**Instructions to follow**
Once you reach the line containing "Query: curb", write out that line and every remaining line of the records exactly.

***** Information shown *****

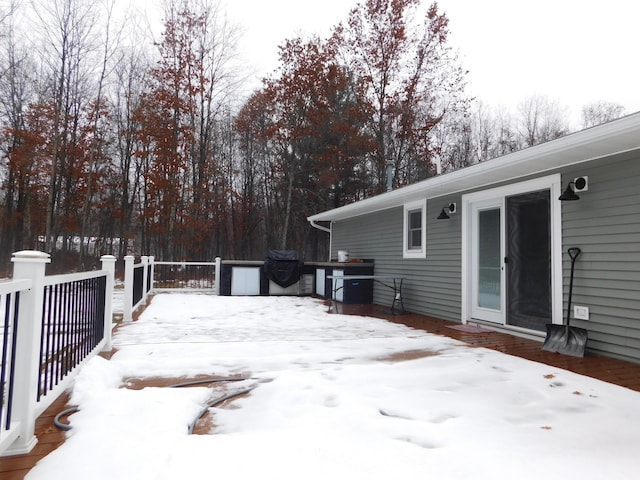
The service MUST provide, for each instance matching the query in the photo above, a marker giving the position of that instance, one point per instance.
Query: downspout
(324, 229)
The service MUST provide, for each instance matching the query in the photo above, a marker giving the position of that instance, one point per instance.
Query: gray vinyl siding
(605, 225)
(432, 284)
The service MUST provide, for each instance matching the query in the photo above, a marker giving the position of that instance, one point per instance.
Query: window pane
(414, 233)
(416, 239)
(415, 219)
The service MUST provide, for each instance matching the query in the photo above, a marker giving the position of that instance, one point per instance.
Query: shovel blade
(566, 340)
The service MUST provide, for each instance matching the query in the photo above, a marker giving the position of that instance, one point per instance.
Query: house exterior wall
(433, 283)
(604, 224)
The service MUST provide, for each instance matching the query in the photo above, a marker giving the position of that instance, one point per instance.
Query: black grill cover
(283, 267)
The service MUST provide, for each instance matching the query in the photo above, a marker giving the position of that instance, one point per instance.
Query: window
(415, 232)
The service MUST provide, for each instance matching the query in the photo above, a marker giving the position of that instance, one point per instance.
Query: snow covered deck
(347, 393)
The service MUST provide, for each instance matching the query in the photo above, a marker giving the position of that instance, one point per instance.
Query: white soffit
(616, 137)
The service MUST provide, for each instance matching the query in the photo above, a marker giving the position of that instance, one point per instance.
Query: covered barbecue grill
(283, 267)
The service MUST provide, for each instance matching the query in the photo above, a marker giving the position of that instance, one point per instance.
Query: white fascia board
(615, 137)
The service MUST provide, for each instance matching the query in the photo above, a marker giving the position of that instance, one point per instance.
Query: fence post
(217, 274)
(145, 275)
(108, 264)
(127, 311)
(29, 264)
(152, 269)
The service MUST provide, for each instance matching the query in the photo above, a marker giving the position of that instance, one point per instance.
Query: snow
(333, 399)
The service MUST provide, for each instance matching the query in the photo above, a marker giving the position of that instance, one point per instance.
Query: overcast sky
(573, 51)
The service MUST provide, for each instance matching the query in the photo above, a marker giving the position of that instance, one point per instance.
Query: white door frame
(551, 182)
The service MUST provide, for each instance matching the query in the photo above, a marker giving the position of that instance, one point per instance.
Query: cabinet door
(245, 281)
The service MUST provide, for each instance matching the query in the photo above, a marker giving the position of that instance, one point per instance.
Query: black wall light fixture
(580, 184)
(446, 211)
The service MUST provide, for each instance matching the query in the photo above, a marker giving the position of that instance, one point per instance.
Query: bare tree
(595, 113)
(67, 28)
(541, 119)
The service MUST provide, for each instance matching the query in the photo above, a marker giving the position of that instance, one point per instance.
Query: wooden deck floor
(610, 370)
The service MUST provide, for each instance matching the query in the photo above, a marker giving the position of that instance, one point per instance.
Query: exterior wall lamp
(446, 211)
(580, 184)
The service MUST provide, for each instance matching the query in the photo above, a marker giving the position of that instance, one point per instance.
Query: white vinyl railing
(148, 275)
(50, 327)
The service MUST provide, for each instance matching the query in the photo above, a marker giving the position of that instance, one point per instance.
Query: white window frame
(414, 252)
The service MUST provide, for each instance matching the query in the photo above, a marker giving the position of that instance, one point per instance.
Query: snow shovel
(564, 338)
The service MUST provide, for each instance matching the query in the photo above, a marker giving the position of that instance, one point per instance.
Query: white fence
(50, 327)
(148, 275)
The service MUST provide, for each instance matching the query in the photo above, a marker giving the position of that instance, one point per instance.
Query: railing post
(217, 274)
(152, 269)
(127, 311)
(108, 264)
(145, 266)
(27, 264)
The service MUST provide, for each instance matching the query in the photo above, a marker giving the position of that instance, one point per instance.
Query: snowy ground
(333, 401)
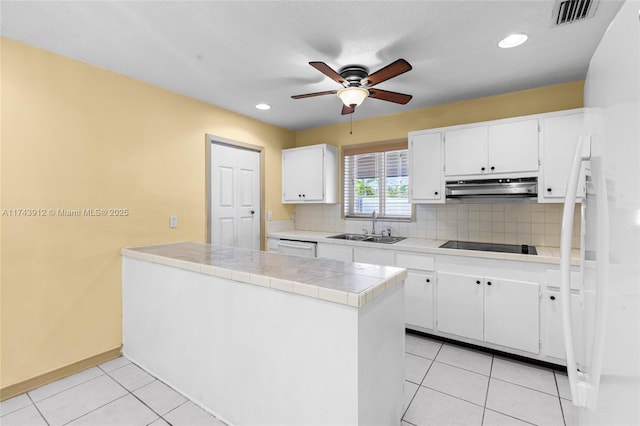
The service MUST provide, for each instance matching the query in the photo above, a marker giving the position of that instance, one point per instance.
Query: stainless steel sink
(384, 240)
(368, 238)
(353, 237)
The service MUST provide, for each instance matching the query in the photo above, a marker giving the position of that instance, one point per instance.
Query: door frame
(211, 139)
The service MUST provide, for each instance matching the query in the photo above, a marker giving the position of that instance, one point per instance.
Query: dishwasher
(297, 248)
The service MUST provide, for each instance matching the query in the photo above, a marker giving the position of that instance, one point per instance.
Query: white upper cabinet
(560, 136)
(466, 151)
(310, 174)
(494, 149)
(426, 174)
(513, 147)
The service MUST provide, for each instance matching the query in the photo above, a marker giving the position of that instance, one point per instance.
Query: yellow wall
(396, 126)
(76, 136)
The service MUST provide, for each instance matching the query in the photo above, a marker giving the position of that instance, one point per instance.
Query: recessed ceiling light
(512, 40)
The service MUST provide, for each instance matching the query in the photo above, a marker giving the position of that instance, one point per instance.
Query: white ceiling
(235, 54)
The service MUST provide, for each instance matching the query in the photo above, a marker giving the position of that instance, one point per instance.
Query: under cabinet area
(426, 168)
(419, 289)
(492, 149)
(310, 174)
(500, 311)
(560, 137)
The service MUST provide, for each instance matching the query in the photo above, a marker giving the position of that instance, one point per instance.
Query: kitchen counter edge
(391, 279)
(548, 255)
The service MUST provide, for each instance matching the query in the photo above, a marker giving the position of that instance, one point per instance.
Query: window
(376, 177)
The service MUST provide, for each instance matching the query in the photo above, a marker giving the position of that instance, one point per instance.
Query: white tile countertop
(353, 284)
(549, 255)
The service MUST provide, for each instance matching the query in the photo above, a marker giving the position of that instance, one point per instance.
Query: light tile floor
(445, 384)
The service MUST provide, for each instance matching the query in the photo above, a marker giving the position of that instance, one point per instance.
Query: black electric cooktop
(501, 248)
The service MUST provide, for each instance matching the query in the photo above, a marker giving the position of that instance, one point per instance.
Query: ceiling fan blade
(310, 95)
(393, 69)
(328, 71)
(347, 110)
(385, 95)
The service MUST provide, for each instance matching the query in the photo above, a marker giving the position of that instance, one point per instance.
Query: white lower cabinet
(512, 314)
(334, 251)
(499, 311)
(418, 290)
(460, 305)
(553, 342)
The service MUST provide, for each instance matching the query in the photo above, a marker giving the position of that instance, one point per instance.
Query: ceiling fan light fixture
(352, 96)
(512, 40)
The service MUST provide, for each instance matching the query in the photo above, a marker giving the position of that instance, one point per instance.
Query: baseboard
(59, 373)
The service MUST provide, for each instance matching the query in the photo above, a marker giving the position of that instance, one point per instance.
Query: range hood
(496, 188)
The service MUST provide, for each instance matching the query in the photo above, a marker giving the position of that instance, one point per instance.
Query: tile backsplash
(509, 222)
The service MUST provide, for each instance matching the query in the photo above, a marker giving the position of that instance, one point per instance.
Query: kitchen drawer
(553, 279)
(414, 261)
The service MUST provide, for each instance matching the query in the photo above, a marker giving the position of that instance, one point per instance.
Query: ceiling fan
(358, 84)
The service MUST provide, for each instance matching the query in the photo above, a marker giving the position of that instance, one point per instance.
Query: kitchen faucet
(374, 217)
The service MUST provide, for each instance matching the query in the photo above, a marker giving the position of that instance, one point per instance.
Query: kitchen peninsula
(265, 338)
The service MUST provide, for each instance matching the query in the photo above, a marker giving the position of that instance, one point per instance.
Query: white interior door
(235, 197)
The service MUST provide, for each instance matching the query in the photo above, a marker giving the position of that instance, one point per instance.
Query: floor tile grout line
(419, 384)
(65, 389)
(486, 395)
(95, 409)
(523, 386)
(115, 369)
(555, 379)
(510, 416)
(131, 392)
(175, 408)
(37, 408)
(453, 396)
(461, 368)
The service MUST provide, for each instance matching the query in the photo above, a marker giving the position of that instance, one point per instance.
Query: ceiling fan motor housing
(354, 74)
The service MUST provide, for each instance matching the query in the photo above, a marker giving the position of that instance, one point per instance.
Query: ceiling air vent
(568, 11)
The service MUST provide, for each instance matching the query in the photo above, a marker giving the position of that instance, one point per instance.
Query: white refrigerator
(606, 387)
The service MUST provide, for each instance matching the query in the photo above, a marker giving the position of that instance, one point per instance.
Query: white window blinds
(376, 178)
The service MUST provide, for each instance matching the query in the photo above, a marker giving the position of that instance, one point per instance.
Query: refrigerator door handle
(576, 379)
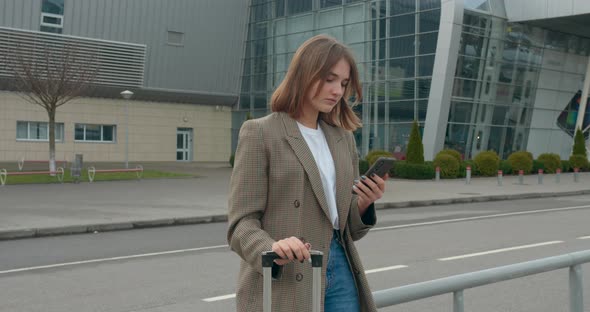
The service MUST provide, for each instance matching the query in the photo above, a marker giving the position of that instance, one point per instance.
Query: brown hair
(311, 63)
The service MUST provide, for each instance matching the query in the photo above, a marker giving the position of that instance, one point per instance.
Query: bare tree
(50, 75)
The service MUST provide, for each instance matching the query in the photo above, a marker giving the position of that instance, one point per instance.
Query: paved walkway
(55, 209)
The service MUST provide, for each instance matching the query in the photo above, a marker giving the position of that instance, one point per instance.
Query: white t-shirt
(316, 140)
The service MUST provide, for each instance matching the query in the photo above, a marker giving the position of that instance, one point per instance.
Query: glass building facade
(499, 78)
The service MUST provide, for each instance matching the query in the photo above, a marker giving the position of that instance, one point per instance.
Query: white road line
(213, 299)
(499, 250)
(479, 218)
(395, 267)
(111, 259)
(231, 296)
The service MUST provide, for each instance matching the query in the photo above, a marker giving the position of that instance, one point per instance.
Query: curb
(142, 224)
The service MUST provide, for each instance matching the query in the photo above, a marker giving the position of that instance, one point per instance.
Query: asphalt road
(189, 268)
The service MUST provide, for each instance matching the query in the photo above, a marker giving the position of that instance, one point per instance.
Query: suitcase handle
(268, 258)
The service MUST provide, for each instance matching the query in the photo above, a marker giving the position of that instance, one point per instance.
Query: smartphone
(381, 167)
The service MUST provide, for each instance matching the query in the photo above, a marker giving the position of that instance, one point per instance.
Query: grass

*****

**Completed task**
Query: curb
(142, 224)
The service MUST provide, for each instance matching the query in the photo above, a marker giving the position of that instance, one point per instance.
Query: asphalt road
(189, 268)
The service MUST provide, for each instance matching the query in the photo above, a marker giving the position of that instance, one point per instance.
Query: suitcase handle
(268, 258)
The service MUST provide, for each instance matching the query in the photo above, a marker giving the position of that instance, one point per instance.
Query: smartphone
(381, 167)
The service MUST provide, for each instance matching the query in the photo above, a marker giving the position of that instance, one point per instance.
Query: grass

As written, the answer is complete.